Start Text segment

I'm also not sure what you mean about the JSON reference conversation. If you could explain that a bit as well.
But that is exactly what I hate. Now I must arbitrarily give advice to always quote or learn the many ways yaml will bite you.
Lists can either be indented, or reside at the same level as their parent.
People use "$ref" : by convention in json in order to use references.
I did not make an alternate recommendation because their are so many out there. Yes having to learn 20 configuration languages over yaml probably isn't worth it
You mentioned machine readable (preserving comments). I don't see this usage. In fact I don't think I've seen it where the machine writes yaml, only humans.
Do you hate this about PowerShell and Bash as well?
That's because it doesn't work well. References are processed on load/import and that breaks the export, comments are destroyed, the style (quoted or unquoted) is ignored, etc. PyYaml is the only one with debatable support for comment preservation and it has plenty of problems. This is one of the weaknesses of YAML, and why it is a problematic replacement for many setup config files like the package.json.
Thanks for the clarifications, they make sense now.
However, I'm now confused why you would title this "Stop Using YAML" if you still think YAML is better than learning 20 different configuration languages.
Yaml advertising itself as human friendly, then having the same complexity as bash... Bash and powershell don't do that.
It is interesting that you list problems with yaml others are saying it does well... Hmmm...
Maybe another comment has mentioned this, but you might like StrictYAML. It is a subset of YAML designed specifically to weed out all ambiguity. It might even be the solution you want to suggest as an alternative to YAML.
I can understand where you're coming from with Bash and PowerShell. Learning by mistakes was painful and very confusing in Bash, and I honestly think shell languages need a complete redesign. Funny enough is I actually made an experimental shell to address this by having it accept all arguments in the form of YAML to reduce ambiguity.
I love YAML, but I don't want to pretend that it doesn't have serious flaws. Which is why I mention the problems that it has. I really want it to completely replace JSON, but it is going to need improvements before that is realistic.
For me personally, if it is humans writing YAML with syntax highlighting enabled, I think YAML is the gold standard for config files.
Hi i am working on the StackStorm open source project to automate some dev opsy things and the workflows are built in YAML. It is himan readable but brittle. But have been wondering if its the best way to define workflows which may be more dynamic and can be better expressed differnetly, such as ith bitwise operators.
So am interested in alternatives without throwing out the baby wih the bathwater. So curious about strictYAML.
But since a workflow ideally has programmability and graph attributes, what other alts are there?

End Text segment

Your goal: Write out the stretch of the YAML discussion from "I'm also not" through "to use references.", word for word.

Start Entries supplied

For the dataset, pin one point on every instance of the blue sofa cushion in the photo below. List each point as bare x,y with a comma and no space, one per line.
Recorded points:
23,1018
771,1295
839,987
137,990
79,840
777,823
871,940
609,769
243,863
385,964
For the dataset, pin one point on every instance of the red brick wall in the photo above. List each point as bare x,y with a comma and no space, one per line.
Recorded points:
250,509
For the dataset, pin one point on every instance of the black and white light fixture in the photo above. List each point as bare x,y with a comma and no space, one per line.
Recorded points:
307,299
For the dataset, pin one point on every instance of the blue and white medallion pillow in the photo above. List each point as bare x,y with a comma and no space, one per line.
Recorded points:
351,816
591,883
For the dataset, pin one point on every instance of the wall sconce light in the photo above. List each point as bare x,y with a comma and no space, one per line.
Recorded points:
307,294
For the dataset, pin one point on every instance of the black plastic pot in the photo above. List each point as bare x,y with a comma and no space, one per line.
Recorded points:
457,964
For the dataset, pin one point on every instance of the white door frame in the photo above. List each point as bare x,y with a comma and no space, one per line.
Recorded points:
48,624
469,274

End Entries supplied

Response to this task:
I'm also not sure what you mean about the JSON reference conversation. If you could explain that a bit as well.
But that is exactly what I hate. Now I must arbitrarily give advice to always quote or learn the many ways yaml will bite you.
Lists can either be indented, or reside at the same level as their parent.
People use "$ref" : by convention in json in order to use references.